-------- EXTRACTED INFORMATION
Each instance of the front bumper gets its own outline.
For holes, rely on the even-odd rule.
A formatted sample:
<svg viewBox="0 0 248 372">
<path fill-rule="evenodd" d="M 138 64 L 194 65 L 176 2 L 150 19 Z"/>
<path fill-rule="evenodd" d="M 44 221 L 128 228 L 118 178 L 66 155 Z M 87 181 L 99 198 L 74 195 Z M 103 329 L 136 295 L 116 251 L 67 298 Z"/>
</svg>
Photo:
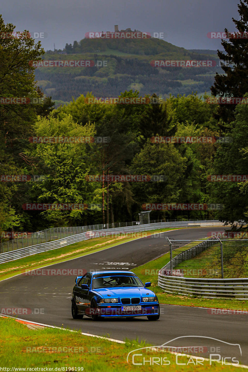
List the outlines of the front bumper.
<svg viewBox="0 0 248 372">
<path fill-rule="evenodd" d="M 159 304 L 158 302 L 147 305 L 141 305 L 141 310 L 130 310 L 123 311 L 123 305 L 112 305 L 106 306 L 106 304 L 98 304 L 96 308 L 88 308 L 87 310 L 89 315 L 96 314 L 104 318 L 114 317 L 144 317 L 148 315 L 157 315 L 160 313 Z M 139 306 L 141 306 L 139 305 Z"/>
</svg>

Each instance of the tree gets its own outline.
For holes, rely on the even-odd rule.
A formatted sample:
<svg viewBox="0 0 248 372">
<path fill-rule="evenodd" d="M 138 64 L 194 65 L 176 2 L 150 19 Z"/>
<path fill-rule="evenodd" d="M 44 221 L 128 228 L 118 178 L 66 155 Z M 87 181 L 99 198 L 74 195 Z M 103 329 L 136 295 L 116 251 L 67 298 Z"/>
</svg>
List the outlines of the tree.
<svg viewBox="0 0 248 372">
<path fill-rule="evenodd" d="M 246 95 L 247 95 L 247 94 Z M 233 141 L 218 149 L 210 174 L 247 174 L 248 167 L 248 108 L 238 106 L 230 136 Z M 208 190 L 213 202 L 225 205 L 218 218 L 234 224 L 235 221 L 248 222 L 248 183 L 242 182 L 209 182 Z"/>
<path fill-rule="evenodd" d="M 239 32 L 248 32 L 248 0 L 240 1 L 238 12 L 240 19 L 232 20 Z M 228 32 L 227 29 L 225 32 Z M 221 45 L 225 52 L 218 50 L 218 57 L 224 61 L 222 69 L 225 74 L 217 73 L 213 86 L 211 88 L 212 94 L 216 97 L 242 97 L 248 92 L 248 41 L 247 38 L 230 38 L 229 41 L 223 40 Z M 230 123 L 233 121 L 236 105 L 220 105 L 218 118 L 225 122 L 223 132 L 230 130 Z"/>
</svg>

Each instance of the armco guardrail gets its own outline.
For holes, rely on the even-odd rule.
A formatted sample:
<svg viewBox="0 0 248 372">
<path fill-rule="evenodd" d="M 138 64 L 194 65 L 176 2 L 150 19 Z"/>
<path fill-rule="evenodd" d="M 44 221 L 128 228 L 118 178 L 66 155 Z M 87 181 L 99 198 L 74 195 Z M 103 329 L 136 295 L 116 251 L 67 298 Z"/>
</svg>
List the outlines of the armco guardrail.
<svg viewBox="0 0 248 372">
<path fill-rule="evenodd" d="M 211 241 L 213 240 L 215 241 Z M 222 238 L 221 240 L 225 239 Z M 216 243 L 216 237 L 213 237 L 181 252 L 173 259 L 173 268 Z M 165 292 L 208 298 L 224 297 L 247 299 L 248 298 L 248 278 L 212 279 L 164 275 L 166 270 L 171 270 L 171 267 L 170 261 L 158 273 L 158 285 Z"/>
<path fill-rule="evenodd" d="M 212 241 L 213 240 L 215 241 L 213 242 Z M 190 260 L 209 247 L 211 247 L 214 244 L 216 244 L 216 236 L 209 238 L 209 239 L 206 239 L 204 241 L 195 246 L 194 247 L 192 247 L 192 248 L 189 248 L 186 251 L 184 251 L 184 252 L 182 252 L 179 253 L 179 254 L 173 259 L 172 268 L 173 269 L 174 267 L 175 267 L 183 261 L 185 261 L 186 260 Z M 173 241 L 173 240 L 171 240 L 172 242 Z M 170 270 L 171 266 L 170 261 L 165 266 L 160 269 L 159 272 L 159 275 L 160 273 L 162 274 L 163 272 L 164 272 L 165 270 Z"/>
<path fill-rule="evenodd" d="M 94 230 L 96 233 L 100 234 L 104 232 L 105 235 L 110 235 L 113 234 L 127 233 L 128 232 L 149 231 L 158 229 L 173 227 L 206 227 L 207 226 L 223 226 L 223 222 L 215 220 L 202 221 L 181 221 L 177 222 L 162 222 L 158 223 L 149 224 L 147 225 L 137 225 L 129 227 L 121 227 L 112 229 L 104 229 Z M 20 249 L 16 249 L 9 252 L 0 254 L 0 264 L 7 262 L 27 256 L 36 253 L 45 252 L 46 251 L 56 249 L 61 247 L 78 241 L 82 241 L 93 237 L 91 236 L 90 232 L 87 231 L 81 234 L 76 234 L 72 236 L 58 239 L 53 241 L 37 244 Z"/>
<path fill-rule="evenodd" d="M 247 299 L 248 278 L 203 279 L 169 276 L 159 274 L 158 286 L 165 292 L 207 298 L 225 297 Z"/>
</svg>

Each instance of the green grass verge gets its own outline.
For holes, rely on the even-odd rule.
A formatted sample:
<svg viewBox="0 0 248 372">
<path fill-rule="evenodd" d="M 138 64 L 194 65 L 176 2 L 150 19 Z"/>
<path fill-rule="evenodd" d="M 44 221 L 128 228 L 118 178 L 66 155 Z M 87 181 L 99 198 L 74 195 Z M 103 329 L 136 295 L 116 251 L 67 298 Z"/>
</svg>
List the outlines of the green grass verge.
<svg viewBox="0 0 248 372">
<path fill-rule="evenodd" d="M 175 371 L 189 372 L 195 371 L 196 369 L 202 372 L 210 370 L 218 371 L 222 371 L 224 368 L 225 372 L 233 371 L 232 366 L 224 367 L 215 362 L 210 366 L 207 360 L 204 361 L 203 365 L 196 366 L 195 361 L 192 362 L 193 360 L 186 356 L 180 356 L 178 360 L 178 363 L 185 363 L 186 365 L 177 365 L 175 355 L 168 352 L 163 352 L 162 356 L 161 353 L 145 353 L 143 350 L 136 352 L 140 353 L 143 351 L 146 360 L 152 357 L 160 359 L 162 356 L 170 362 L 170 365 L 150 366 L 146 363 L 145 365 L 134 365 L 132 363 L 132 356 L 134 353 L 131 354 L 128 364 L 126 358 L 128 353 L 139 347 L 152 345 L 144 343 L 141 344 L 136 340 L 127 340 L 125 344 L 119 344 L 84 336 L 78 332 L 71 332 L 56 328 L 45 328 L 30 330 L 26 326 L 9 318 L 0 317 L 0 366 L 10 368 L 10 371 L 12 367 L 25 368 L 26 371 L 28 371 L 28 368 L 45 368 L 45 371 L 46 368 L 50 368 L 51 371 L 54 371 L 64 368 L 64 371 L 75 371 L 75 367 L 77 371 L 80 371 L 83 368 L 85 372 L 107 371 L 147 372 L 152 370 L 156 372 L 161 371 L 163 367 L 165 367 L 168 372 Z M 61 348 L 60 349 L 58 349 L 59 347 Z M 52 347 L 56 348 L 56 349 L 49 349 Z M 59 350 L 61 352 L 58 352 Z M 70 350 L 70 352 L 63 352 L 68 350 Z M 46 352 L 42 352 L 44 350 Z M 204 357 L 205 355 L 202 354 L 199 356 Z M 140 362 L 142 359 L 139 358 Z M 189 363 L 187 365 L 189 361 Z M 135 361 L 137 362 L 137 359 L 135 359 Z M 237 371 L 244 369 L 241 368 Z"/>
----------------
Report every line above that contains the word "List", copying each such line in full.

→ **FINAL RESULT**
List the outlines of the front bumper.
List the outlines of the tree.
List the outlines of the armco guardrail.
List the outlines of the green grass verge.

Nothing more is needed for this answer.